EXCERTO DA PÁGINA:
^^^^^^^^^^^^^^^^
Em 1988, Kerstin Thomas e Bernard Langer, na altura estudantes da Universidade de Coimbra, descobriram com uns amigos, numas caminhadas pela Serra da Lousã, a aldeia de xisto da Cerdeira. Os mapas militares indicavam que a localidade estaria habitada, mas quando lá chegaram depararam-se com um lugar vazio, sobravam apenas ruínas.
Bateram a portas na zona e acabaram por conhecer quase todas as famílias proprietárias de habitações na pequena aldeia de xisto, aninhada numa encosta da serra.
Kerstin, na altura com 24 anos, procurava um lugar para instalar o seu ateliê. Não havia estrada, água ou eletricidade, mas bastaram cinco meses para se decidir a mudar para lá, com o marido.
"Queria explorar a minha capacidade de sobrevivência", contou à agência Lusa a alemã, 30 anos depois e num português perfeito, explicando que a mudança representava um desafio e “um grande sonho” que, à época, não era possível ser totalmente realizado.
A materialização do sonho veio com o tempo e pouco a pouco. Com a ajuda de amigos, foram recuperando mais casas. Ao todo, há oito famílias com casas reabilitadas na aldeia de xisto.
"Intelectuais de Coimbra iam trazendo os colegas e mantendo e conservando as casas. Uns amigos foram ficando e reabilitaram os espaços para terem cá uma casa de segunda habitação", explica.
O projeto tem por base uma ideologia sustentável e, por isso, para a recuperação das casas usaram-se as técnicas tradicionais de construção. Todos os alojamentos estão apetrechados com móveis feitos na região e obras de artistas que passaram pela aldeia, em espaços, sublinha, com todo o conforto: "Retirámos essa ideia da aldeia como espaço desconfortável e pobre", afirma a alemã, que vinca o seu otimismo em relação ao interior do país que adotou há mais de três décadas.
^^^^^^^^^^^^^^^^
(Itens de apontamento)
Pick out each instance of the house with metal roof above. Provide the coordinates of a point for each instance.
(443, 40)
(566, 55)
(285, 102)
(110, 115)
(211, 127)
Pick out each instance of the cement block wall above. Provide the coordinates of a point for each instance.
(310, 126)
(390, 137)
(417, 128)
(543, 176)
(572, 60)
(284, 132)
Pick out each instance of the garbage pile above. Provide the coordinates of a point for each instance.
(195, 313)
^^^^^^^^^^^^^^^^
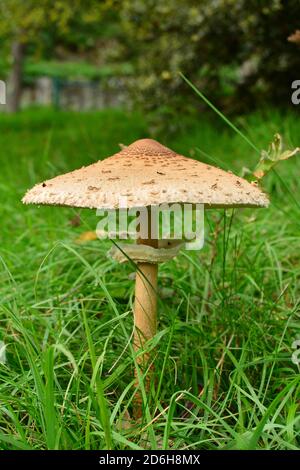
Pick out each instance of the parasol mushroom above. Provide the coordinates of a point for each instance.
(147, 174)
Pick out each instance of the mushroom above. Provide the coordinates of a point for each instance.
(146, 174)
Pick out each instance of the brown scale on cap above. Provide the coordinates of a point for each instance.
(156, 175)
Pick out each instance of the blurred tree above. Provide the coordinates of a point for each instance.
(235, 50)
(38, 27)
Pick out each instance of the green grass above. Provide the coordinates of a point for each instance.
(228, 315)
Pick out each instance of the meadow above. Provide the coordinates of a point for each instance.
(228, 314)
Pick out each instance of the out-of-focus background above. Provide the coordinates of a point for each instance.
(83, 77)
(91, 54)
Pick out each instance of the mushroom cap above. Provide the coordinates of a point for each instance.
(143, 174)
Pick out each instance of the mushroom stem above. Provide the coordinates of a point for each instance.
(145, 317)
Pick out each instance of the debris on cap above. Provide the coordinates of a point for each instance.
^^^^^^^^^^^^^^^^
Reescreva o trecho do texto sobre a aldeia da Cerdeira que vai de "Bateram a portas" até "aldeia de xisto.", trocando "sonho" por "ideal". Os itens não têm qualquer relação com o texto sobre a aldeia da Cerdeira.

Bateram a portas na zona e acabaram por conhecer quase todas as famílias proprietárias de habitações na pequena aldeia de xisto, aninhada numa encosta da serra.
Kerstin, na altura com 24 anos, procurava um lugar para instalar o seu ateliê. Não havia estrada, água ou eletricidade, mas bastaram cinco meses para se decidir a mudar para lá, com o marido.
"Queria explorar a minha capacidade de sobrevivência", contou à agência Lusa a alemã, 30 anos depois e num português perfeito, explicando que a mudança representava um desafio e “um grande ideal” que, à época, não era possível ser totalmente realizado.
A materialização do ideal veio com o tempo e pouco a pouco. Com a ajuda de amigos, foram recuperando mais casas. Ao todo, há oito famílias com casas reabilitadas na aldeia de xisto.